**TRAVAIL À RÉALISER:**
Remettez à l'échelle uniquement les lignes qui commencent par celle contenant "the sofa armrest." et se terminent par celle contenant "(708, 1245)", ces deux lignes comprises. Recopiez-les toutes, consignes incluses, en multipliant par 1,6 chaque coordonnée des réponses et en arrondissant à l'entier, les demis vers le haut.

Extraits de données d'annotation de positions
§

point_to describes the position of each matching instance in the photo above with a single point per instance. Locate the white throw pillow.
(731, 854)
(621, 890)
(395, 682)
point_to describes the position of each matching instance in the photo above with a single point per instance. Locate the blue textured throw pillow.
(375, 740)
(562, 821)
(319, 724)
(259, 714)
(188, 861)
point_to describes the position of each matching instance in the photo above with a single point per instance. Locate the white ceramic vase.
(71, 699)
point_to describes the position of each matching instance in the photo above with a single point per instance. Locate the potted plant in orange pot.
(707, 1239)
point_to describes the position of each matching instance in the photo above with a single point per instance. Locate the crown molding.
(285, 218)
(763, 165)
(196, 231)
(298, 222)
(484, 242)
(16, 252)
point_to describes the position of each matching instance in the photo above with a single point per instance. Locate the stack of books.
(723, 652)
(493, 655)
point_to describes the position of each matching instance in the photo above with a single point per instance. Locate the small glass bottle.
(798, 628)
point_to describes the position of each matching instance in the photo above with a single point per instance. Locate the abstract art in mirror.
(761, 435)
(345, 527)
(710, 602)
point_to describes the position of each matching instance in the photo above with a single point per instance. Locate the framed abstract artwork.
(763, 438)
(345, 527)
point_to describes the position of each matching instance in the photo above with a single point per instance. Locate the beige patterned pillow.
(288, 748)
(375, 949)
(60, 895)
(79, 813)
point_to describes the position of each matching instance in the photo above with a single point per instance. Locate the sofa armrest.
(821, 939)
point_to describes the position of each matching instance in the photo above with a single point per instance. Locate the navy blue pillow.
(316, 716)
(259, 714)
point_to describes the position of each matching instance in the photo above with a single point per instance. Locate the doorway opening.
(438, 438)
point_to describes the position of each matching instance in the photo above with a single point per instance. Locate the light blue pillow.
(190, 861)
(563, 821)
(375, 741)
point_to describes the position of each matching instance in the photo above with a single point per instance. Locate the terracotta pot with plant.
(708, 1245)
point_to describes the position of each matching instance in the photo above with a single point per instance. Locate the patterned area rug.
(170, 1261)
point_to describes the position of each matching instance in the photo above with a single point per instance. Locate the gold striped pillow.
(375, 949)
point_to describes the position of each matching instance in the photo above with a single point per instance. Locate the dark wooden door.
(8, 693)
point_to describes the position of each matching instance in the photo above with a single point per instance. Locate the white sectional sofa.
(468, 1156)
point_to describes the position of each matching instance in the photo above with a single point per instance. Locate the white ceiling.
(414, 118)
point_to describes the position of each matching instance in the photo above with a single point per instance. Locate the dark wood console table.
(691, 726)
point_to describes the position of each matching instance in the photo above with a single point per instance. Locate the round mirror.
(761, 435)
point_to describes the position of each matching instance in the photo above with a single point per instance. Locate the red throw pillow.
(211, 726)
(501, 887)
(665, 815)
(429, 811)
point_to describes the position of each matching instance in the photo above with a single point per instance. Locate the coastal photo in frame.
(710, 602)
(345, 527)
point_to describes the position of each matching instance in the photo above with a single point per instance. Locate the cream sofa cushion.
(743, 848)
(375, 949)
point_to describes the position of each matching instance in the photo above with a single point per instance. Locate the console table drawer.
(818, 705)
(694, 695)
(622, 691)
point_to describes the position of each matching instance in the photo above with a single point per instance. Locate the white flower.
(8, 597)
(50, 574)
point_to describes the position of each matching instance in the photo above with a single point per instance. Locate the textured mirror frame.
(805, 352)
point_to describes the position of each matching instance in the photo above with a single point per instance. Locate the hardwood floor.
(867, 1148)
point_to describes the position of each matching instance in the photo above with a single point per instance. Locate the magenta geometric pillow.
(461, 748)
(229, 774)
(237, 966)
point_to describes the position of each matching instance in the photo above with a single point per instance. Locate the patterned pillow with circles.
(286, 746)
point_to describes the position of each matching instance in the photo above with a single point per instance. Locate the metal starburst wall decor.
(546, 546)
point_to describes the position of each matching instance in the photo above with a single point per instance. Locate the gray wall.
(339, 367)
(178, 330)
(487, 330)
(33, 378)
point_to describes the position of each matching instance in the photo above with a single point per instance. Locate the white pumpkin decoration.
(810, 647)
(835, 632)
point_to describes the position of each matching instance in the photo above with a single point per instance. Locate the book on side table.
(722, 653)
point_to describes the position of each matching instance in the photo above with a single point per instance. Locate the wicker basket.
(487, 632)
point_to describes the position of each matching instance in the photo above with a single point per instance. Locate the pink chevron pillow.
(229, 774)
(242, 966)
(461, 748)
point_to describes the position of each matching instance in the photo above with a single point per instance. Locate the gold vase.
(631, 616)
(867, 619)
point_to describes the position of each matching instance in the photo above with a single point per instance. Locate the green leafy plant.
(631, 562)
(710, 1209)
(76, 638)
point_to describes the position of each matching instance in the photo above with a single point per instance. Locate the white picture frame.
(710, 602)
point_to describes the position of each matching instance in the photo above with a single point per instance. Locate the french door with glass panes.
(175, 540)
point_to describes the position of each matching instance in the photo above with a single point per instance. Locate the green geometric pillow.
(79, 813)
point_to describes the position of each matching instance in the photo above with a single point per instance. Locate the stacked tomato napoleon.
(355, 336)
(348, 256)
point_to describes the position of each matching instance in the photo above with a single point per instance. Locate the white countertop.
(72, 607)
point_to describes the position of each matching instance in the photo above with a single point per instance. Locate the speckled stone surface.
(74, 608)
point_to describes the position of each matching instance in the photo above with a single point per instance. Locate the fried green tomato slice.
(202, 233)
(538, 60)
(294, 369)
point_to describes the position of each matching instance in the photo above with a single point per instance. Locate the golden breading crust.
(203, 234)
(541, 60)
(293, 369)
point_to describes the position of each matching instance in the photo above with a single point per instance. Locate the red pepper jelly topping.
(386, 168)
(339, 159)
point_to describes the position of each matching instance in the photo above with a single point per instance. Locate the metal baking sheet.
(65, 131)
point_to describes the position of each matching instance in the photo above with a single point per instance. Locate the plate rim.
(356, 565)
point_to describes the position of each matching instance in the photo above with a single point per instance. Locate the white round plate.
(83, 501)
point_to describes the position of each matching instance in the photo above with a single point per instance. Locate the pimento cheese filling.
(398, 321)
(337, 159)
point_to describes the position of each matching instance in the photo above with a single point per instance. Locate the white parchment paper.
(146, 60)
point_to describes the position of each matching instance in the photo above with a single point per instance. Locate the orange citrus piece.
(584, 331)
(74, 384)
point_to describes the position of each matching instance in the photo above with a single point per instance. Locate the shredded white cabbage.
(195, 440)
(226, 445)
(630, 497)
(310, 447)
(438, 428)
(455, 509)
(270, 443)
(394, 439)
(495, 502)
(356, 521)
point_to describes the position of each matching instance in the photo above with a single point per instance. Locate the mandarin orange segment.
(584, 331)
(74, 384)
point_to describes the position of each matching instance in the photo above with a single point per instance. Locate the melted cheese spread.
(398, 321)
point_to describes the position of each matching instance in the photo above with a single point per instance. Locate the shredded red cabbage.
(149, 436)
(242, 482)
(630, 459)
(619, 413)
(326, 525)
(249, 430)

§

**RÉSULTAT:**
point_to describes the position of each matching instance in the photo above with a single point per instance. Locate the sofa armrest.
(1314, 1502)
point_to describes the position of each matching instance in the photo above with a single point per instance. Locate the navy blue pillow.
(506, 1146)
(414, 1142)
point_to describes the position of each matching instance in the photo above with a single point per instance. Locate the doorway opening.
(701, 701)
point_to describes the position of each matching instance in the photo above with a single point per instance. Locate the light blue pillow.
(304, 1378)
(901, 1314)
(600, 1186)
point_to describes the position of each matching instance in the photo above with a single point per instance. Locate the terracotta pot with plant.
(1133, 1992)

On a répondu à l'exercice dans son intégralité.